■ Requisitos da tarefa ■
Por favor, transcreva fielmente o trecho do texto sobre indígenas no sistema prisional que vai de "Segundo a defensora, é" até "atendida pela Defensoria.".

População vulnerável
Segundo a defensora pública Andreza Lima de Menezes, coordenadora do NUPEP, a atuação da Central de Liberdades busca fazer com que a proteção legal destinada aos povos indígenas seja respeitada. "É uma população vulnerável e, dentro do sistema prisional, essa vulnerabilidade é acentuada pelas condições do cárcere e pela total falta de respeito à identidade dessas pessoas", explicou Menezes. Neste sentido, as condições a que eles devem ser submetidos durante o cumprimento da pena devem ser diferenciadas.
Segundo a defensora, é comum que processos de pessoas indígenas sejam incompletos e dificultem a identificação da comunidade a que o(a) envolvido (a) pertence. Dos casos em que foi possível obter essa informação, a maioria dos indígenas pertencia à etnia Kaingang; em seguida, vem a etnia Guarani.
"As abordagens feitas a pessoas indígenas, e a forma como são encaminhadas às delegacias, muitas vezes, deixam de lado a história e a cultura que a pessoa tem. Isso intensifica as dificuldades que indígenas sofrem quando estão encarcerados", analisa Florencio Rékág Fernandes, indígena Kaingang, doutor em Antropologia pela Universidade Federal do Paraná (UFPR) e que atuou como intérprete em um caso de uma mulher indígena atendida pela Defensoria.
O intérprete diz que tem cobrado autoridades sobre a importância de se realizar uma análise prévia do caso e identificar a etnia da pessoa indígena antes de se efetuar a sua prisão, justamente para garantir o tratamento adequado durante o andamento da investigação e do processo.
Rede de comunicação
Para que a Central de Liberdades chegue até os(as) indígenas presos(as), a equipe da DPE-PR mantém contato com lideranças das aldeias e autoridades que formam uma rede de comunicação específica. A maioria dos casos, explica a assessora jurídica do NUPEP Isabela Tonon Furtado, chega por meio da comunicação direta entre a coordenação do Núcleo e as lideranças. “Mas isso também ocorre por meio da comunicação de juízes, pelassedes da Defensoria e mesmo quando as próprias pessoas indígenas enviam os casos para a Central", explica. Mesmo quando não é possível realizar o pedido de semiliberdade, a equipe faz o acompanhamento do caso para que o(a) usuário(a) não fique desassistido(a), conforme a assessora jurídica.

■ Material fornecido ■
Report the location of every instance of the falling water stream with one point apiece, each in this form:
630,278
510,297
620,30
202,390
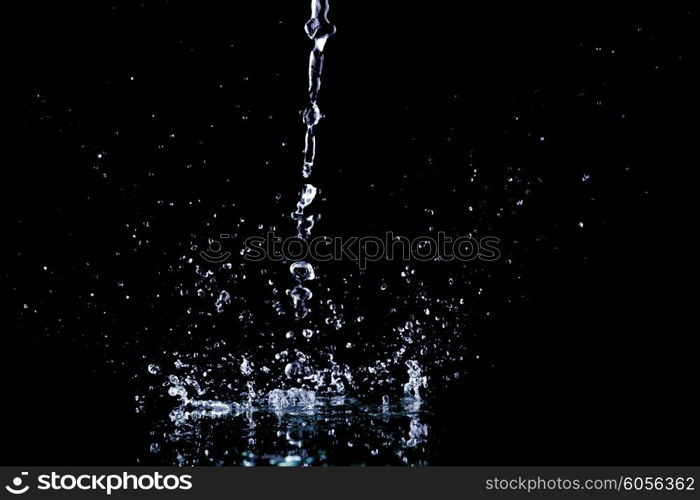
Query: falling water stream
325,387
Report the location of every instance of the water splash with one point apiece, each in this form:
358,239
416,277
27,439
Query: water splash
319,29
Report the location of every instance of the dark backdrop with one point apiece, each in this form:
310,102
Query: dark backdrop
595,365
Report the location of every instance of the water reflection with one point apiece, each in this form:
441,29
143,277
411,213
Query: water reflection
329,431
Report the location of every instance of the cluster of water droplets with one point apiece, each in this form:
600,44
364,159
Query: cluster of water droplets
319,29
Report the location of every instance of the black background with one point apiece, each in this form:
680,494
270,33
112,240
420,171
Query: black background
595,366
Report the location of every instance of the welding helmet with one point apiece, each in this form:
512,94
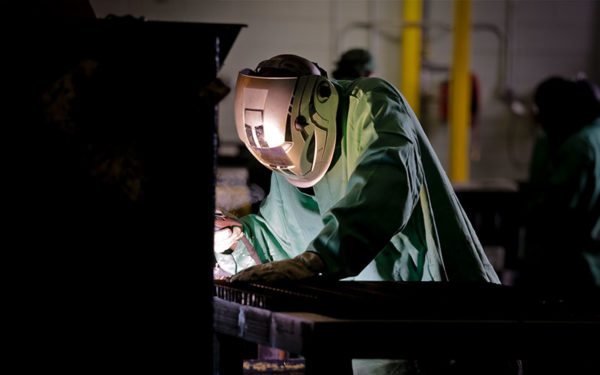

■ Resposta do exercício ■
Segundo a defensora, é comum que processos de pessoas indígenas sejam incompletos e dificultem a identificação da comunidade a que o(a) envolvido (a) pertence. Dos casos em que foi possível obter essa informação, a maioria dos indígenas pertencia à etnia Kaingang; em seguida, vem a etnia Guarani.
"As abordagens feitas a pessoas indígenas, e a forma como são encaminhadas às delegacias, muitas vezes, deixam de lado a história e a cultura que a pessoa tem. Isso intensifica as dificuldades que indígenas sofrem quando estão encarcerados", analisa Florencio Rékág Fernandes, indígena Kaingang, doutor em Antropologia pela Universidade Federal do Paraná (UFPR) e que atuou como intérprete em um caso de uma mulher indígena atendida pela Defensoria.